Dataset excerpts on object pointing

** start **

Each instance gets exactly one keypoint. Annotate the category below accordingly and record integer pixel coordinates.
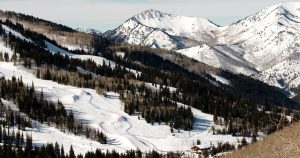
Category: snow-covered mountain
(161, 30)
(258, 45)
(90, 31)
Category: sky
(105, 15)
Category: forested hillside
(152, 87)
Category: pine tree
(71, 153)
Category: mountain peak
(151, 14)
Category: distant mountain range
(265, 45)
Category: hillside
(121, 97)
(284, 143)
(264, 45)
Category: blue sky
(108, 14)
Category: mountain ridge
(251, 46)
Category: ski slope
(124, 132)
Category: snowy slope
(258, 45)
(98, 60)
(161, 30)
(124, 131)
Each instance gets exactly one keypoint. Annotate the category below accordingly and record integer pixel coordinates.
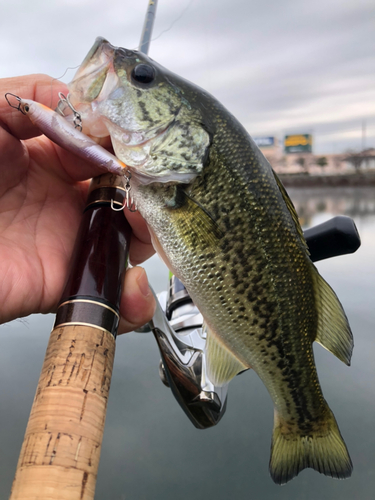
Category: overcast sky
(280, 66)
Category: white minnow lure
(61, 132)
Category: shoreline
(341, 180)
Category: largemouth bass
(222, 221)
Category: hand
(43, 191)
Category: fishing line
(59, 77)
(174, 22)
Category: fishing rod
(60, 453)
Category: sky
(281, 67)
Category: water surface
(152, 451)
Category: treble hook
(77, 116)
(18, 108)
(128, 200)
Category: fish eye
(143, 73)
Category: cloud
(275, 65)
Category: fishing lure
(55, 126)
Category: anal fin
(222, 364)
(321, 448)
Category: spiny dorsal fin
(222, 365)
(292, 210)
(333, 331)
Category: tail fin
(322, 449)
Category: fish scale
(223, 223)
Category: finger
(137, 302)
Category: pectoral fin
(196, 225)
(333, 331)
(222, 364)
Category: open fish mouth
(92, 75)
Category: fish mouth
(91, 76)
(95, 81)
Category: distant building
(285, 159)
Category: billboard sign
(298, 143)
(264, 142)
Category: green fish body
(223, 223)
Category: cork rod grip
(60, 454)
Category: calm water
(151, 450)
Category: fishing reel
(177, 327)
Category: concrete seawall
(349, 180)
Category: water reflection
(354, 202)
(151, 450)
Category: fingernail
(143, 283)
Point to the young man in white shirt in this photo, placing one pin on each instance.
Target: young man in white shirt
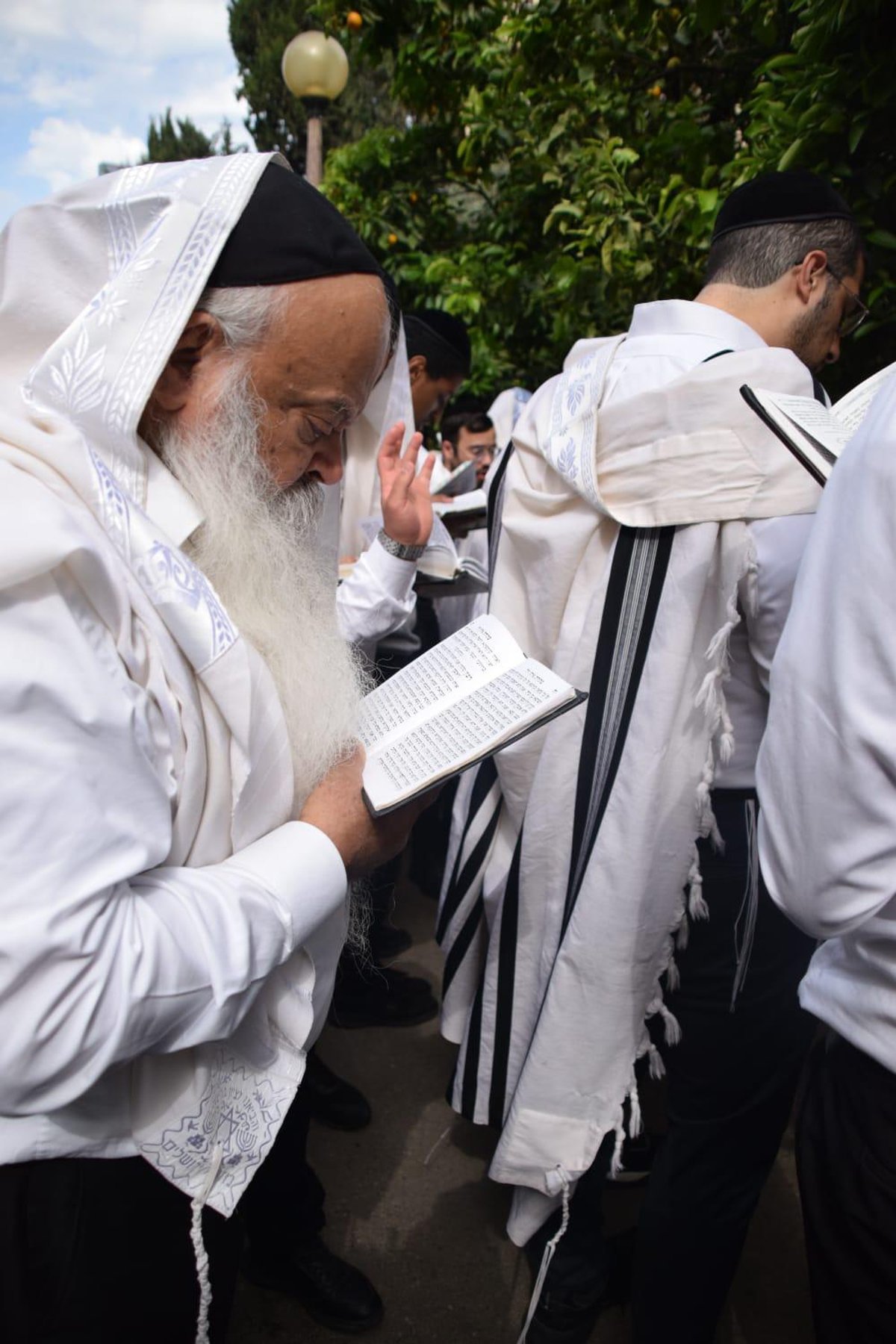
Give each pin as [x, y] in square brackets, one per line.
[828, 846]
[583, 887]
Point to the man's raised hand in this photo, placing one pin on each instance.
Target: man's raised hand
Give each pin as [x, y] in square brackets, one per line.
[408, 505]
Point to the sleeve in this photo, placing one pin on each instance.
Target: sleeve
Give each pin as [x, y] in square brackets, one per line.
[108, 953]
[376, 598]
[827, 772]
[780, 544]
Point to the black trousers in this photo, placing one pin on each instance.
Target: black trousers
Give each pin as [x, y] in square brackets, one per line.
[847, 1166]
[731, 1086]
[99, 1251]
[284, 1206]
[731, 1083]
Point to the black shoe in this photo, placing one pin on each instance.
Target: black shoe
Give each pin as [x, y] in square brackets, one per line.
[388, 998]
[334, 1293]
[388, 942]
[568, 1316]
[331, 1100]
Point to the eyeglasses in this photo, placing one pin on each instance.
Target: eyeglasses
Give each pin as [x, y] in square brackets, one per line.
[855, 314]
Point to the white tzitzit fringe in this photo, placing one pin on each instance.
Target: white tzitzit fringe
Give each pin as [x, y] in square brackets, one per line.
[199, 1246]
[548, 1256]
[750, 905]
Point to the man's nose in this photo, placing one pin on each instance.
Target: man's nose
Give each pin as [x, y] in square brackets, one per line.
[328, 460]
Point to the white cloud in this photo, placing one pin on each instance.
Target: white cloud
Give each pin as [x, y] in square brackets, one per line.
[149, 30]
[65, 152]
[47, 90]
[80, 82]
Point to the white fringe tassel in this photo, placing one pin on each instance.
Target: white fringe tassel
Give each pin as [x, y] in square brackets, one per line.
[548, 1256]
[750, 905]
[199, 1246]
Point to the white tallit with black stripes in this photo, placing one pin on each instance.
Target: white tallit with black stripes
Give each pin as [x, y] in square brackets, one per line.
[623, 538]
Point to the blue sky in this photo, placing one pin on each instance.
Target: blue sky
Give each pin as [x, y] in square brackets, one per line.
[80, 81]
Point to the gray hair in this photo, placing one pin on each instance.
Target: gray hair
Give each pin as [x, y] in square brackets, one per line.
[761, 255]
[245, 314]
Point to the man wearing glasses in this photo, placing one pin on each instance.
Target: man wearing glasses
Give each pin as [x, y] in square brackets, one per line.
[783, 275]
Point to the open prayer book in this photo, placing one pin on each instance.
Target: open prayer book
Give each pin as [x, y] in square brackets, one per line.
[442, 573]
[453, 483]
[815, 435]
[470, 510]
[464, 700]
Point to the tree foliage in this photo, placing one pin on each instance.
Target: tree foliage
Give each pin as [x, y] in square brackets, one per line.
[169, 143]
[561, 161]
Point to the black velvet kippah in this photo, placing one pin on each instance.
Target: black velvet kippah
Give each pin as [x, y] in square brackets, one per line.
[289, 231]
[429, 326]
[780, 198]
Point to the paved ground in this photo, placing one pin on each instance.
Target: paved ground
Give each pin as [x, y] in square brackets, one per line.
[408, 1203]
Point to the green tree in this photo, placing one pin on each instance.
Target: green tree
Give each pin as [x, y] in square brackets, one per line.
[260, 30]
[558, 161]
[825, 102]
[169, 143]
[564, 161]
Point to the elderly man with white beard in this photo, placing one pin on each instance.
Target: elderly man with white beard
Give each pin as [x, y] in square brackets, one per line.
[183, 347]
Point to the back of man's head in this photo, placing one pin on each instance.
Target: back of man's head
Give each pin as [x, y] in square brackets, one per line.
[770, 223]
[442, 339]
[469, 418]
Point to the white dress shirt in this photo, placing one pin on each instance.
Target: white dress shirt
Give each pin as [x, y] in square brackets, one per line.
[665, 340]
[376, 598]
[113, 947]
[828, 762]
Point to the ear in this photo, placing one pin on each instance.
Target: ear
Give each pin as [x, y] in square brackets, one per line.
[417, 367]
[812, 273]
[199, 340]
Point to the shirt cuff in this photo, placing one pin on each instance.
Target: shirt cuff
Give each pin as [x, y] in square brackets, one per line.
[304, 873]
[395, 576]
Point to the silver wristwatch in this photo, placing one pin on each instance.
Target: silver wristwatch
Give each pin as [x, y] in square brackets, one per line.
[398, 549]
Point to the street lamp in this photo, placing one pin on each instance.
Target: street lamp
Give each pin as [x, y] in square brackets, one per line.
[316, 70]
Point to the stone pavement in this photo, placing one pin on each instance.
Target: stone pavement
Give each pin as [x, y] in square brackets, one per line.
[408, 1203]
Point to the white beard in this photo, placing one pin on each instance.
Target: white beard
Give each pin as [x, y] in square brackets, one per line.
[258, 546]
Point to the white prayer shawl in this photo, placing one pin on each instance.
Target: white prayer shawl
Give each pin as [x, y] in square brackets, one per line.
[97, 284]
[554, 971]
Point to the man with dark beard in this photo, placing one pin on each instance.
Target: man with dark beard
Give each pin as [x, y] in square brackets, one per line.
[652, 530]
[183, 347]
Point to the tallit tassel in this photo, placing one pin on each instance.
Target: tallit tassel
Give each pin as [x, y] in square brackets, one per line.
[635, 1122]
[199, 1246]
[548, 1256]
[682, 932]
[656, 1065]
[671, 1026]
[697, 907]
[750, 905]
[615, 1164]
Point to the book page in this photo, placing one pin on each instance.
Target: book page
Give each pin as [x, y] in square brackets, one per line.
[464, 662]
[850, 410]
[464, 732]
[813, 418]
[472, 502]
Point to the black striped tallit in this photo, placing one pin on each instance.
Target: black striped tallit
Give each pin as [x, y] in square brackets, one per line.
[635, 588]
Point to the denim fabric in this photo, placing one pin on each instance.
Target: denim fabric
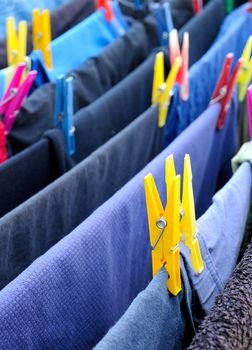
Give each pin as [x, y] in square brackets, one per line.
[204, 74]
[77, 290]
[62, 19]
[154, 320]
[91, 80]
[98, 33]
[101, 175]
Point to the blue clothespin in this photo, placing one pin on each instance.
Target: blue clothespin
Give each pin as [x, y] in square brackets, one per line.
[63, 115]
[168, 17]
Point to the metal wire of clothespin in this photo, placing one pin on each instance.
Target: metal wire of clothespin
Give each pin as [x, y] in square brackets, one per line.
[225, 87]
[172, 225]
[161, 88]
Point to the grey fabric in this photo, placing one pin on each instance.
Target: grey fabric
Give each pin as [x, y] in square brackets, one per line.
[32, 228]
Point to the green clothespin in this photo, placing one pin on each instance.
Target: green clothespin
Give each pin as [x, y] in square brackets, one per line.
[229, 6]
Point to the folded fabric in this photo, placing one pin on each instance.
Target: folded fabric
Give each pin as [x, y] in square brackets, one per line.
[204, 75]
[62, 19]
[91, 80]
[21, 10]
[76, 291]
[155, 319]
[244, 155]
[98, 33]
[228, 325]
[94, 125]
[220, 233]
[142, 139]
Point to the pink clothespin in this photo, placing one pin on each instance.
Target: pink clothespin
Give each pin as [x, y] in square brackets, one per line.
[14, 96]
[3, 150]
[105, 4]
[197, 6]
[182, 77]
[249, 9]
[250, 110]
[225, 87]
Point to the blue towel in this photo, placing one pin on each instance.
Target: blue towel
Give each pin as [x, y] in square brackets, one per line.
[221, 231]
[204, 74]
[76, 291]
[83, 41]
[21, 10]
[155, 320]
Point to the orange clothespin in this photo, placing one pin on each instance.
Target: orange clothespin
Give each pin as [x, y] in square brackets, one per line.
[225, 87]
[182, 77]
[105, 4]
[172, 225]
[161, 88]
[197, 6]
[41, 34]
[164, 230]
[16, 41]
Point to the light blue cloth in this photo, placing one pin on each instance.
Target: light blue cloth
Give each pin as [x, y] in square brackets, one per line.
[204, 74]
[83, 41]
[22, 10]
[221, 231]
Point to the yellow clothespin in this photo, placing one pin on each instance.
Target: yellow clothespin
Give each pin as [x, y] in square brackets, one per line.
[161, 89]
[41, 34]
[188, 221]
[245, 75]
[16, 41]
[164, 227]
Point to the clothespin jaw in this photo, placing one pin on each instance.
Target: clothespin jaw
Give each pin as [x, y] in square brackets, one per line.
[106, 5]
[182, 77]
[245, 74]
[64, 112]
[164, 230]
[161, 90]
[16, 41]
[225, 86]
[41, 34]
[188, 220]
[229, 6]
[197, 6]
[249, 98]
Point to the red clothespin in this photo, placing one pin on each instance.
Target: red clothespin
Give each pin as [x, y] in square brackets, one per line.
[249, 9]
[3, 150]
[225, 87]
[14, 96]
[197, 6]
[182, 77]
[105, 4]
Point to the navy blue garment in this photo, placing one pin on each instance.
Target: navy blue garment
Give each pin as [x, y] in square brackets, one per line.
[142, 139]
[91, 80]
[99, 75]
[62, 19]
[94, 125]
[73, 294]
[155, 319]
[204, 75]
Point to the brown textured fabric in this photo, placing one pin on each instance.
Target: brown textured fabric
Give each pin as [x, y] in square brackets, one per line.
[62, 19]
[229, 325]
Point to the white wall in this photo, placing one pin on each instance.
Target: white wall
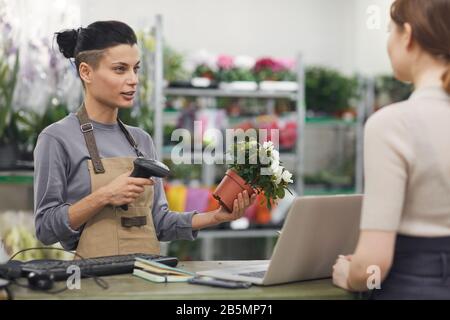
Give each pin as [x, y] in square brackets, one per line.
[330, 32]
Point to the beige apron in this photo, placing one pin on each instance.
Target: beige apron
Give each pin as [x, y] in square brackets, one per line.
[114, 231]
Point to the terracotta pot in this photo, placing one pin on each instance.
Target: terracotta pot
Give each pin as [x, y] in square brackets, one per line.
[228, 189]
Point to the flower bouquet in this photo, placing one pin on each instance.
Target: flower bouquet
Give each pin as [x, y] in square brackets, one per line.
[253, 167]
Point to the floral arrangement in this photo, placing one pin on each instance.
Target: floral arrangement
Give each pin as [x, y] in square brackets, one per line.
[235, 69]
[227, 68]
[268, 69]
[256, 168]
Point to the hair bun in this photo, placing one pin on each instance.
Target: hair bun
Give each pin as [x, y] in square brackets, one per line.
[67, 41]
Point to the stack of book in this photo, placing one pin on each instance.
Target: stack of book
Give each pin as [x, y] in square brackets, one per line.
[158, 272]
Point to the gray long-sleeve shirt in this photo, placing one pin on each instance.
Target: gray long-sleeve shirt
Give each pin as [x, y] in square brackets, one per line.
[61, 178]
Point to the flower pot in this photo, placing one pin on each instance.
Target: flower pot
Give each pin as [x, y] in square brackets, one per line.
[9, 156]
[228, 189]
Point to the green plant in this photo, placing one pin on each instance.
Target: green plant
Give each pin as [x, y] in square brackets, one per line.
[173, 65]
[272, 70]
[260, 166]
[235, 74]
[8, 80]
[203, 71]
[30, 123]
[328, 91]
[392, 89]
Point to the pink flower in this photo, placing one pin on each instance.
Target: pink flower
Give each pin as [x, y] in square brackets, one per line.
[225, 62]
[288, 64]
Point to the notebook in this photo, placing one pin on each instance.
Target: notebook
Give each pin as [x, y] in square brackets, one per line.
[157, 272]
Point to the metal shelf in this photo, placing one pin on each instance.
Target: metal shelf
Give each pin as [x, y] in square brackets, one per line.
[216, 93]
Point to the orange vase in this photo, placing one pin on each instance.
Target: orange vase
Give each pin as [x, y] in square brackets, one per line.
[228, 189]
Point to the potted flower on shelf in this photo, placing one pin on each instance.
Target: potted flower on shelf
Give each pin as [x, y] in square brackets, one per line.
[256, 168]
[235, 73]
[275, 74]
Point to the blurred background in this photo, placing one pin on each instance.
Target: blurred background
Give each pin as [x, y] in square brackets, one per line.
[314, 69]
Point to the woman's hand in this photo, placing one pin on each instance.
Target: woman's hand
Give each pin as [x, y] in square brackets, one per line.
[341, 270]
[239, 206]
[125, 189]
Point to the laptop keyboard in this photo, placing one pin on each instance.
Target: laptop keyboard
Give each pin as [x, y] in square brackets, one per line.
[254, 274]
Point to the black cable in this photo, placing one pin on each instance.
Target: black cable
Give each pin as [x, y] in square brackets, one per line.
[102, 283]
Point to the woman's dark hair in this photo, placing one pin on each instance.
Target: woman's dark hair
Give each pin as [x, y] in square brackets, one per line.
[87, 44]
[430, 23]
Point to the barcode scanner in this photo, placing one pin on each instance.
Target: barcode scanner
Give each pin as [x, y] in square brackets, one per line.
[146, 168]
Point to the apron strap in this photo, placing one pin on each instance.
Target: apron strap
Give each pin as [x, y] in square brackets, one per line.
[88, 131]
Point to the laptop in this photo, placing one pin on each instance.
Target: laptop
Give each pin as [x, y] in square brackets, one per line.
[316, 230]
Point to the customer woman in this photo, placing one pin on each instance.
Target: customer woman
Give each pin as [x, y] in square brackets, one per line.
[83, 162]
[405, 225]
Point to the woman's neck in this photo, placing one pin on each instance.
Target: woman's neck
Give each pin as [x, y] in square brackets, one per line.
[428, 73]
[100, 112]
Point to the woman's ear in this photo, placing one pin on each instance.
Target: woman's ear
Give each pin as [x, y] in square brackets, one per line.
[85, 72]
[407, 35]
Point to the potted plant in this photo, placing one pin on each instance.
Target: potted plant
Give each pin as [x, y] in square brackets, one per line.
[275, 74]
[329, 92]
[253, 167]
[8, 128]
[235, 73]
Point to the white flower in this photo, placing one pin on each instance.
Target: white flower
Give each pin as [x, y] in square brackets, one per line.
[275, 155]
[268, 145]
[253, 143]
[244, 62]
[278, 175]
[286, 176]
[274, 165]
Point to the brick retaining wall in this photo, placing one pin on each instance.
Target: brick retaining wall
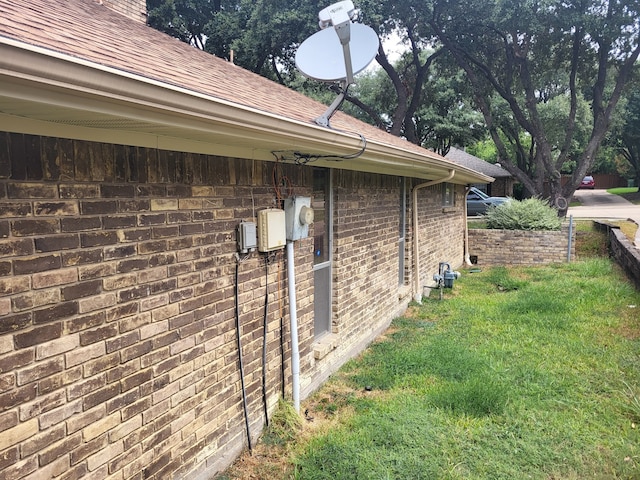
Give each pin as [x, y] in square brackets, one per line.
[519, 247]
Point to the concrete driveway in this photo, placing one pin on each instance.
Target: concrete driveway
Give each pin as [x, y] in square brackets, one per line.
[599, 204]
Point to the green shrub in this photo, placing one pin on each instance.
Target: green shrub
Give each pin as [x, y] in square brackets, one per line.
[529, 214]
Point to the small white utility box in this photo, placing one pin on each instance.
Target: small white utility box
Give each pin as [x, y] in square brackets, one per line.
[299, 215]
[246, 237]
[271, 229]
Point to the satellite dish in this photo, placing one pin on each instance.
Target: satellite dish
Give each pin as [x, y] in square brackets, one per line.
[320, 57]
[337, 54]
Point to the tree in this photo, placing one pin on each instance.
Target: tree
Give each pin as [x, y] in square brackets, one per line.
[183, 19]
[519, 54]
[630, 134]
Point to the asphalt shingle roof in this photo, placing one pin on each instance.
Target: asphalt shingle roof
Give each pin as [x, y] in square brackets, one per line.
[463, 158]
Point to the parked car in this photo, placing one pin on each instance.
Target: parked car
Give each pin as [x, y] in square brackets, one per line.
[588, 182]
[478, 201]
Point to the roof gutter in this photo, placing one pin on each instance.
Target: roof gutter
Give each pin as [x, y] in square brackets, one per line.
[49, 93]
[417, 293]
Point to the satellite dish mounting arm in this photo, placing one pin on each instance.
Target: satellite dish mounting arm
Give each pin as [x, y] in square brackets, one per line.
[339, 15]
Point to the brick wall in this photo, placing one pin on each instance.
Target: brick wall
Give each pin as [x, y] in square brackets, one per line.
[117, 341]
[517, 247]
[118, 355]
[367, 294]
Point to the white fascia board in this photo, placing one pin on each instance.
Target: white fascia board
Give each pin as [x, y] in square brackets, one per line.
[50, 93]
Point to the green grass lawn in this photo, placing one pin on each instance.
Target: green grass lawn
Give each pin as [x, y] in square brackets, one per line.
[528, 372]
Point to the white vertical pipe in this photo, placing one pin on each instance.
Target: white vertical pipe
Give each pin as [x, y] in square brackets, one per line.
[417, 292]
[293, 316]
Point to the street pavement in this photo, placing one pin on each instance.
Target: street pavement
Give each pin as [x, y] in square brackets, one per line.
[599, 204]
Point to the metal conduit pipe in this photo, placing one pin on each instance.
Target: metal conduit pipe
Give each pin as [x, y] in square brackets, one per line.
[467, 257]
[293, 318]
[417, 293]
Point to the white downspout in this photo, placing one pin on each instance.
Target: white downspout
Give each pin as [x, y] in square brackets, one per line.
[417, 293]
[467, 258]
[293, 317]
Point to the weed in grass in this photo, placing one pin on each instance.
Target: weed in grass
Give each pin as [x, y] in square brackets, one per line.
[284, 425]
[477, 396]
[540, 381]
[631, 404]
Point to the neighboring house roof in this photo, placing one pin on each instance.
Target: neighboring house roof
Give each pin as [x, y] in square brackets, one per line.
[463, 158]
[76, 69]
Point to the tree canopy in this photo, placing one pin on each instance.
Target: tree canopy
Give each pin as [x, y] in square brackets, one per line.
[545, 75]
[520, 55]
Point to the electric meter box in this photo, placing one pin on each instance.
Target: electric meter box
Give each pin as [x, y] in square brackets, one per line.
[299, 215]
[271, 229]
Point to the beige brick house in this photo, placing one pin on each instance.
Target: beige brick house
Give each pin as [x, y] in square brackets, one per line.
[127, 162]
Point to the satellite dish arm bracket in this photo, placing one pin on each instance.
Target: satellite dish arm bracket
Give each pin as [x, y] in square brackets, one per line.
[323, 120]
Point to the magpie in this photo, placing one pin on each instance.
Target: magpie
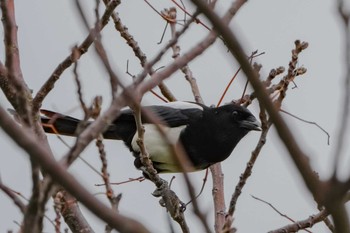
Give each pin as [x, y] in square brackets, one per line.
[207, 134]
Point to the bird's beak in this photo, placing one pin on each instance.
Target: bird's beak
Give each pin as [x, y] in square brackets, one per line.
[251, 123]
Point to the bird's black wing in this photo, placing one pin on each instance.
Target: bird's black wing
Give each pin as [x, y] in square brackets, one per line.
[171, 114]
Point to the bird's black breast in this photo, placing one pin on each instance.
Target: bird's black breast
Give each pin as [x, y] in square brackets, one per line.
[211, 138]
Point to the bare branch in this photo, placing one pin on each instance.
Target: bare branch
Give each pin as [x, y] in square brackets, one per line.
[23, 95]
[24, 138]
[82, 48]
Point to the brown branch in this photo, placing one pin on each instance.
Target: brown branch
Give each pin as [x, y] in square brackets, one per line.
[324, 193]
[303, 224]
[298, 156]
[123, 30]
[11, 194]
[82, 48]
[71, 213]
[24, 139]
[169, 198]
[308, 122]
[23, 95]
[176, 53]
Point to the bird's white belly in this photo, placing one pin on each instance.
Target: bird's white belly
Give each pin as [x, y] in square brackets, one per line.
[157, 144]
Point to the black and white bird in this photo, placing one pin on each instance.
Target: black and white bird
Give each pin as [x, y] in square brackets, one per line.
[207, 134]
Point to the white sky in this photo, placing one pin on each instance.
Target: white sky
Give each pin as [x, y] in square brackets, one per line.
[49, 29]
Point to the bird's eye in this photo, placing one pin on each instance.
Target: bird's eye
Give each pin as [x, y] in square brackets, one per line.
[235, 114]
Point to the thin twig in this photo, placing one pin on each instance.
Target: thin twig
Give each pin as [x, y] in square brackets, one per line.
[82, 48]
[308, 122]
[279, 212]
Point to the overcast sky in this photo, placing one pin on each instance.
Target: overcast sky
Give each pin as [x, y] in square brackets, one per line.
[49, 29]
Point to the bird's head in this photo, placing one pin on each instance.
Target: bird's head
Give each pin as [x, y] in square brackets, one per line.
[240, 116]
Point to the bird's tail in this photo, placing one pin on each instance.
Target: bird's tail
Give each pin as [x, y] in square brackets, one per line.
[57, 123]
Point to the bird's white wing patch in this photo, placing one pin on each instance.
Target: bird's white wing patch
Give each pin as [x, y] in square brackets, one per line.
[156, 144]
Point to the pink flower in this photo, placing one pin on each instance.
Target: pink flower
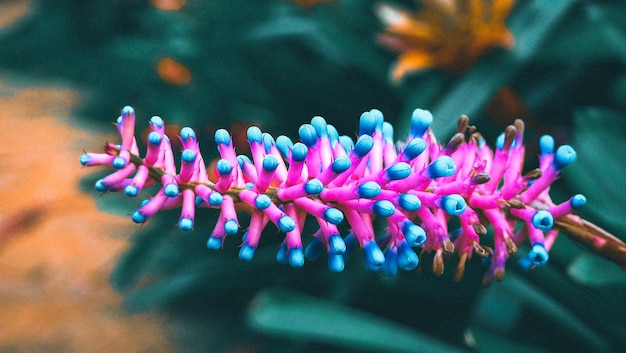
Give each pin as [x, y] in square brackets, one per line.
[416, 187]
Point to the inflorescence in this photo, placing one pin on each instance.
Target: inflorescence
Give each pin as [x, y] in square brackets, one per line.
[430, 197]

** end **

[Written instruction]
The pictures stay out; repeat exactly the lines from the one with "Point to the bird's white belly" to the end of the entries above, and nothing else.

[Response for this exercise]
Point to the bird's white belly in this photo, placing one pin on each instance.
Target: bird's white belly
Give each pin as [x, y] in square brackets, one per line.
[157, 144]
Point to the black and white bird in this photo, placing one pin on each instance.
Target: black and white bird
Give each pin as [x, y] in square brackets, one per line.
[207, 134]
Point to the white sky in this photo, placing one pin on each instance.
Target: white sky
Give each pin as [x, y] in square brackets, one per line.
[49, 29]
Point to the bird's eye in this photo, placing one pin on each instance.
Target: bird's eye
Give each pin as [x, y] in square brackets, one per line.
[235, 114]
Point to the thin twig in this photo, placing one pin on each instance.
Target: thin twig
Give each pin as [x, y] in square brackets, one per line.
[82, 48]
[308, 122]
[279, 212]
Point to the overcast sky in this photo, placing one pin on each instance.
Target: overcast sky
Give each pin as [x, y] in square brackets, one per line.
[49, 29]
Point to the bird's head in this photo, placing one pin on each instance.
Target: bird's head
Give each pin as [x, y] in square brackets, one per line.
[240, 116]
Point to the bird's tail in this photo, placing one pin on each instance.
Target: bird's tail
Give each pin as [x, y] in square brackets, one per line.
[57, 123]
Point to the bird's white wing patch in this photo, placing one pin on each instance.
Target: bird's white wing patch
Give each pin as [x, y] in square brackets, one per line.
[156, 144]
Point to the pink flower in this photo, placing one pin on each instance.
Target: pink flower
Give each pin as [x, y] in square brackets, one per line.
[416, 187]
Point to the inflorescence in this photo, placing one pin on each instance.
Target: inflorescence
Give each pin as [x, y] in square brackets, one per line.
[430, 197]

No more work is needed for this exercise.